Write out every entry, unchanged. Skip any picture.
[Opening Records for processing section]
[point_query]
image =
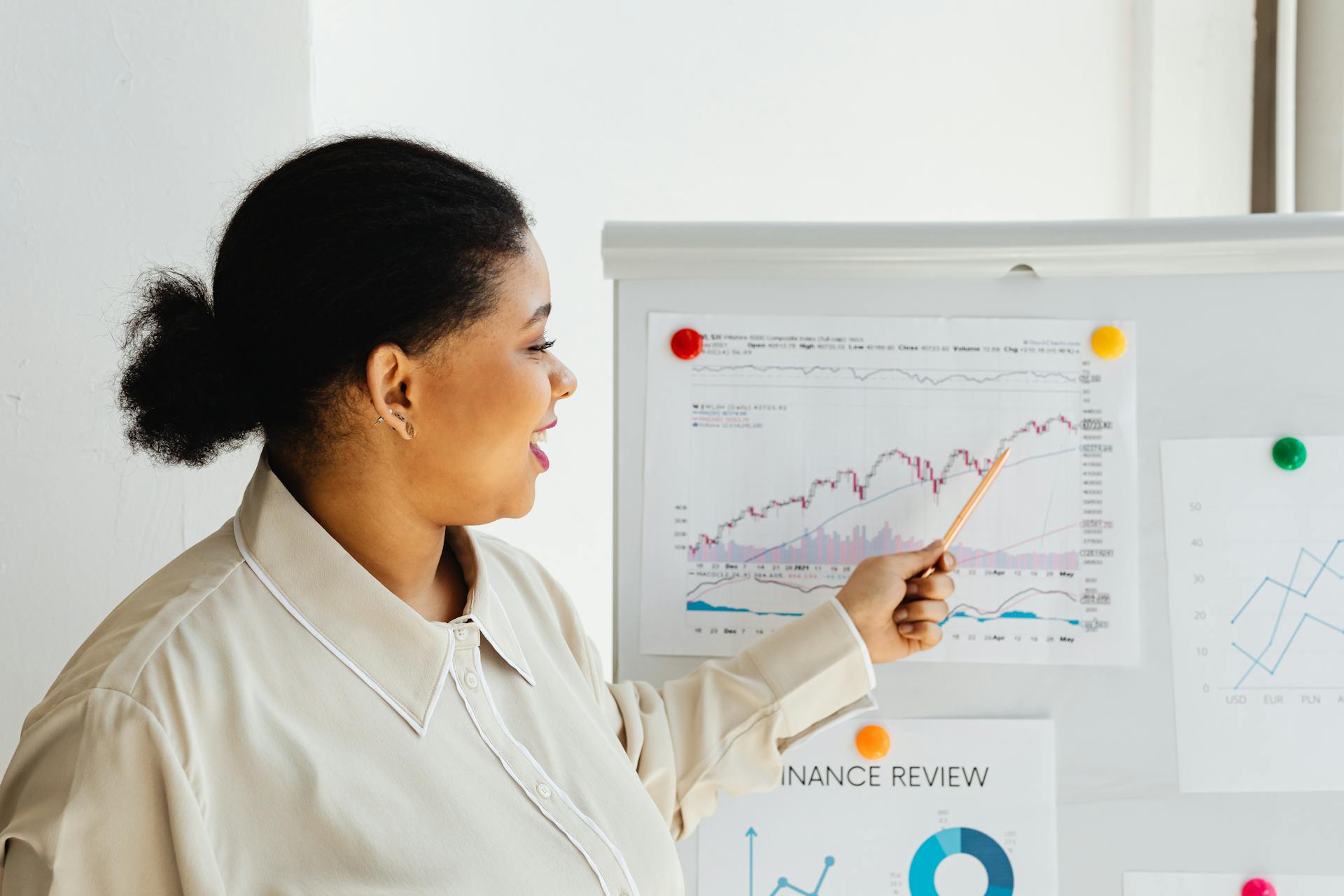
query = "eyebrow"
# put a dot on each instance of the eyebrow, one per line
(542, 312)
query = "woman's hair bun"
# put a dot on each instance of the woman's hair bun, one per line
(179, 388)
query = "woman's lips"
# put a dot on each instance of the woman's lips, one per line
(540, 456)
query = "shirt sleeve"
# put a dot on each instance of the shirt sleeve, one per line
(727, 723)
(96, 801)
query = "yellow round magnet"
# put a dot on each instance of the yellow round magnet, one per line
(1109, 342)
(873, 742)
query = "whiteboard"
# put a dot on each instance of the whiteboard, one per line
(1241, 321)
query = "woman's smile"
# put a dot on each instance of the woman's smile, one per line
(539, 435)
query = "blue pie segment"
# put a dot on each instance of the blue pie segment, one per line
(956, 841)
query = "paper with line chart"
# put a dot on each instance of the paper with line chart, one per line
(794, 447)
(1256, 584)
(958, 808)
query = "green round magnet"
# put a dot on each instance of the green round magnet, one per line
(1289, 453)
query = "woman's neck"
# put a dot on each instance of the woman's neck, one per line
(409, 555)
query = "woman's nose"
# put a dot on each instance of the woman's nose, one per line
(565, 381)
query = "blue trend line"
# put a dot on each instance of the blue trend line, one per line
(1288, 589)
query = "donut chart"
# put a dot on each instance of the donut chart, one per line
(958, 841)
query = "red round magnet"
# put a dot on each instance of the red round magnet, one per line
(686, 343)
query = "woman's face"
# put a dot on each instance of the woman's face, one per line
(476, 409)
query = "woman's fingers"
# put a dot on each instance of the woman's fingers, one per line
(921, 612)
(926, 633)
(939, 586)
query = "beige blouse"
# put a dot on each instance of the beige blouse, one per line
(264, 716)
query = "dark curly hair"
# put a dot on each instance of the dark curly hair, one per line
(347, 245)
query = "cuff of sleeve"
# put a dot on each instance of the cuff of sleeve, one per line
(818, 668)
(863, 645)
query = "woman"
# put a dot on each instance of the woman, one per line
(344, 690)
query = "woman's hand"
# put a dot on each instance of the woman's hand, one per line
(894, 610)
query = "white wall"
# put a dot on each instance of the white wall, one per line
(760, 109)
(130, 127)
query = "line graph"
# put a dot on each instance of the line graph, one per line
(1256, 580)
(923, 469)
(1323, 567)
(769, 477)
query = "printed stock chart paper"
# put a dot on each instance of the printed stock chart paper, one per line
(1256, 582)
(958, 808)
(794, 447)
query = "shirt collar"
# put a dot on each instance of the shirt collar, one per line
(396, 650)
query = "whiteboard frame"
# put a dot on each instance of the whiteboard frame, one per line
(1245, 244)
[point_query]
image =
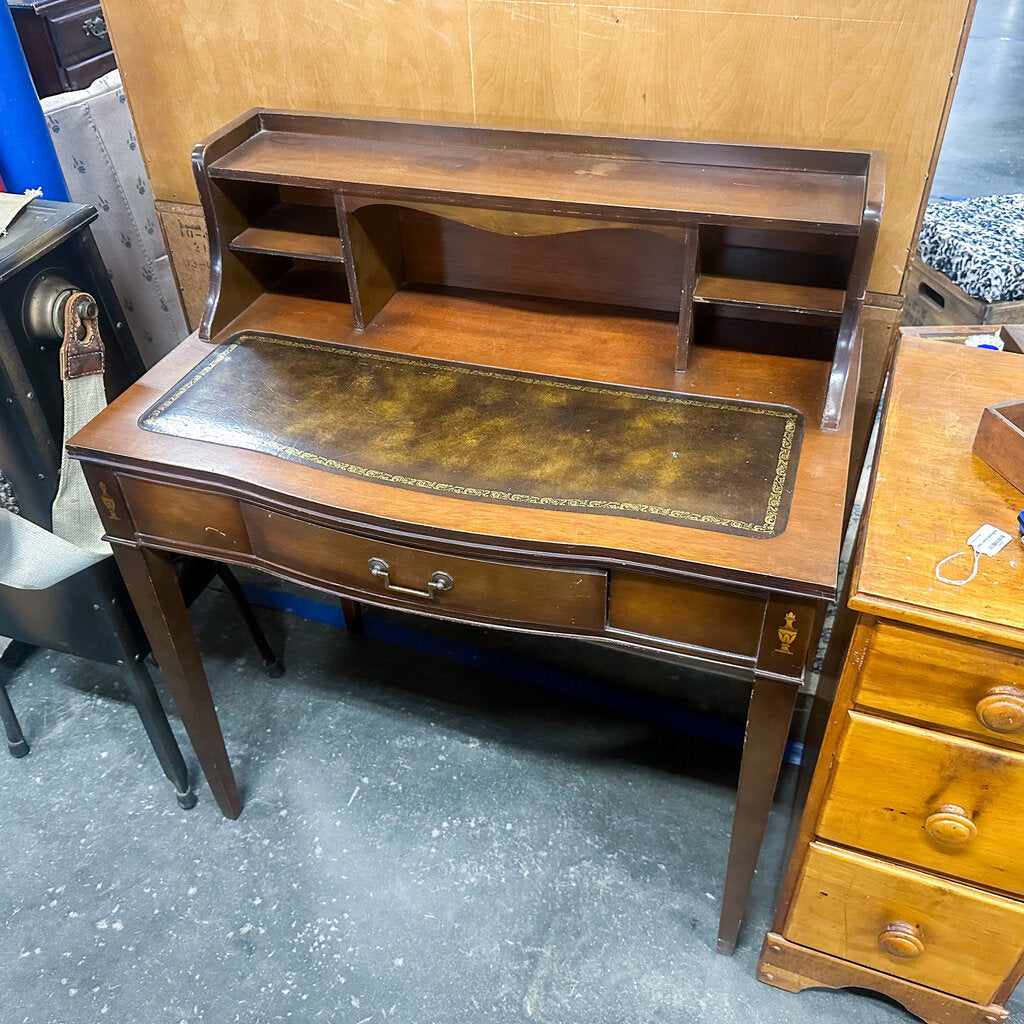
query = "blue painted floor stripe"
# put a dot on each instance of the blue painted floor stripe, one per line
(410, 638)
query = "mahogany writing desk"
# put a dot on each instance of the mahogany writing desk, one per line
(579, 386)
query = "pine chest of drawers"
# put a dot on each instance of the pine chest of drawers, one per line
(907, 873)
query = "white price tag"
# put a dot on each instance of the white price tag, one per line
(988, 540)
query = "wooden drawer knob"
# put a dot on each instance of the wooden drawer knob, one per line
(1001, 710)
(901, 940)
(951, 825)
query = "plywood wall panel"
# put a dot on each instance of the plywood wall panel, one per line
(870, 74)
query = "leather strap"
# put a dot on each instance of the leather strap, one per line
(82, 352)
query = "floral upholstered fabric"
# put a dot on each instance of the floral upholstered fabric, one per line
(94, 137)
(978, 244)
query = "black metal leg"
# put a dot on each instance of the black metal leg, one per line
(151, 711)
(271, 666)
(12, 656)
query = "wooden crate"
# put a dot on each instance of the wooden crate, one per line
(933, 300)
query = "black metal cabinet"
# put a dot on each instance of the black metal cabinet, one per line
(65, 41)
(49, 243)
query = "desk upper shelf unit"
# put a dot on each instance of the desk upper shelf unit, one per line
(748, 248)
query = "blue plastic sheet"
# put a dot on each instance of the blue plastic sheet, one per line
(27, 156)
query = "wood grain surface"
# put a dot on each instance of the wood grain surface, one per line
(894, 777)
(617, 349)
(794, 968)
(845, 901)
(926, 677)
(931, 493)
(865, 74)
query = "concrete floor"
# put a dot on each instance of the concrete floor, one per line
(982, 154)
(422, 842)
(425, 839)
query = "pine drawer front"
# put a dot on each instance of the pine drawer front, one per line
(566, 598)
(972, 688)
(182, 516)
(942, 803)
(904, 923)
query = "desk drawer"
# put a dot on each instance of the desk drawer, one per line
(711, 617)
(79, 34)
(566, 598)
(936, 933)
(969, 687)
(180, 515)
(947, 804)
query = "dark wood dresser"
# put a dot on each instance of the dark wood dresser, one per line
(583, 386)
(65, 41)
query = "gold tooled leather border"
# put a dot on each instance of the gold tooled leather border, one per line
(776, 497)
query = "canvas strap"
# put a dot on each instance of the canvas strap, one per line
(33, 558)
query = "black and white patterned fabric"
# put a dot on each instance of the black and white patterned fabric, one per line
(978, 244)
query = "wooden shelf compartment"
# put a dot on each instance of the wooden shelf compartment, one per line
(797, 299)
(765, 250)
(290, 229)
(647, 180)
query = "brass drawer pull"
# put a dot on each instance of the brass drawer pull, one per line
(95, 27)
(438, 582)
(901, 940)
(1001, 710)
(951, 825)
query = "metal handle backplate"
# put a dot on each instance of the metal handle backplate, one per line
(437, 583)
(95, 27)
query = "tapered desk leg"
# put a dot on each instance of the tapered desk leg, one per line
(15, 738)
(352, 612)
(154, 587)
(764, 744)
[Closing Records for processing section]
Output for this task:
[point_query]
image =
query = "eyebrow"
# put a dot on each instance of the eyebrow, one per line
(542, 312)
query = "woman's hair bun"
# put a dot on each instance of the woman's hair bun, one per line
(179, 388)
query = "woman's lips"
# put a dot on each instance of the woman's lips, one per line
(540, 456)
query = "shirt sleeve"
# put a dot on each instance of the shirt sleeve, one per line
(727, 723)
(96, 801)
query = "yellow round magnet"
# put a dot on each instance of the yellow round magnet, one per line
(1109, 342)
(873, 742)
query = "whiteboard"
# put a dot on each instance of the whiteboard, one per line
(1241, 321)
query = "woman's smile"
# put a dot on each instance of the woman's smile, one per line
(539, 435)
query = "blue pie segment"
# put a dot on each instance of the blue pie segment, one per line
(956, 841)
query = "paper with line chart"
# put a dot on each instance of the paper with line chart, one per line
(794, 447)
(1256, 584)
(958, 808)
query = "green round magnet"
# put a dot on each instance of the green round magnet, one per line
(1289, 453)
query = "woman's neck"
# put a dot on each instance of the woman's neck, one per line
(409, 555)
query = "woman's nose"
# put a dot on each instance of the woman's nose, one per line
(565, 381)
query = "blue trend line"
# put a dot on each instance of the blue trend line, one per line
(1288, 589)
query = "donut chart"
# put a dot on each instance of the donut chart, one per line
(958, 841)
query = "red round magnet"
# put a dot on each instance of the red round magnet, one per line
(686, 343)
query = "woman's face"
# put a dot on each instance of the woman's face, one per line
(476, 409)
query = "woman's fingers"
# put a dot on each instance of the woman's fingers, one per line
(921, 612)
(926, 633)
(939, 586)
query = "beige blouse"
# put a dot on each instance of the beige blouse, one per line
(264, 716)
query = "dark curly hair"
# put a dot on each instance of the dark curly hair, one per line
(347, 245)
query = "cuff of sleeve"
# put a dot on each instance of the cuff of sleeve, one per line
(818, 668)
(863, 645)
query = "woman"
# put a dot on each instance of the woman, one per line
(344, 690)
query = "woman's hand"
# put a dot on each instance of the woman's hand, one per line
(894, 610)
query = "white wall"
# put a dot on each instance of the white wall, one per line
(760, 109)
(130, 127)
query = "line graph"
# put a dot on each instance of the line graph, one per line
(1256, 580)
(923, 469)
(1323, 567)
(769, 477)
query = "printed stock chart paper"
# put a dot on each instance of the printed stock chart paper, one per line
(1256, 582)
(958, 808)
(794, 447)
query = "shirt collar"
# put a dot on each instance of the shirt collar, one per line
(396, 650)
query = "whiteboard frame"
# put a dot on each instance of the whiteboard frame, one per line
(1245, 244)
[point_query]
image =
query = "blue painted floor stripe"
# put a dot on each instance of the blue painted floor stripe, one per line
(410, 638)
query = "mahogany writing desk"
# put a dot on each instance of the mahogany writing desk, one per line
(579, 386)
query = "pine chest of drawers"
# put a dot on each instance of the pine chest of drawers, one per line
(907, 873)
query = "white price tag"
# put a dot on each instance of the white price tag, one per line
(988, 540)
query = "wooden drawer knob"
# put a dot on each instance of the wooden drawer knob, one per line
(1001, 710)
(901, 940)
(951, 825)
query = "plywood wall panel"
# put a dot on each instance of the plywood wall panel, one per line
(870, 74)
query = "leather strap"
# put a dot on each instance of the leather strap, one per line
(82, 352)
query = "floral upholstered fabric"
# put a dot on each instance of the floral upholstered fabric, one per line
(94, 137)
(978, 244)
query = "black metal leg"
# put a dot on each instance of the black metal leg, one per line
(151, 711)
(271, 666)
(12, 656)
query = "wooden crate"
# put a dot on each instance of the wooden crate, one per line
(933, 300)
query = "black metal cabinet"
# put a dot on each instance of the black metal cabinet, one per line
(65, 41)
(49, 243)
query = "desk upper shelf unit"
# put a dot on each instance of the desk upper shelf unit, one per line
(748, 248)
query = "blue plastic sheet"
# put a dot on each instance of the blue plastic sheet, one per line
(27, 156)
query = "wood grain surface"
# put a dot on each instance of the wood grain surface, one per line
(894, 777)
(617, 349)
(794, 968)
(845, 901)
(926, 677)
(931, 493)
(865, 74)
query = "concrete floor"
# put a dot on each instance of the concrete floor, one per line
(982, 154)
(422, 842)
(425, 839)
query = "pine drawer front"
# put a dot on each instance of the pine drawer front, one per line
(566, 598)
(972, 688)
(182, 516)
(942, 803)
(904, 923)
query = "desk drawer"
# put a dot on each instance of the desk drawer, one per line
(711, 617)
(79, 34)
(566, 598)
(936, 933)
(969, 687)
(180, 515)
(947, 804)
query = "dark wood dresser"
# put a dot on each instance of the dark wood dresser, one per line
(583, 386)
(65, 41)
query = "gold tooled leather border"
# put a dot on each instance of the gold tooled leather border, one per line
(776, 497)
query = "canvas strap"
# put a dot on each instance of the canvas strap, one per line
(33, 558)
query = "black and white patterned fabric"
# put a dot on each instance of the black and white patterned fabric, one per line
(978, 244)
query = "wooden shelf compartment"
# put a dot on each instance of the wooden shelf compartment, one per line
(797, 299)
(765, 250)
(290, 229)
(647, 180)
query = "brass drawer pull"
# put a dot on each instance of the brass drawer pull, one per line
(95, 27)
(438, 582)
(901, 940)
(1001, 710)
(951, 825)
query = "metal handle backplate"
# put a dot on each instance of the metal handle backplate, one per line
(437, 583)
(95, 27)
query = "tapered desk leg"
# put a dot on each instance of the tapered desk leg, one per line
(15, 738)
(352, 612)
(154, 587)
(764, 744)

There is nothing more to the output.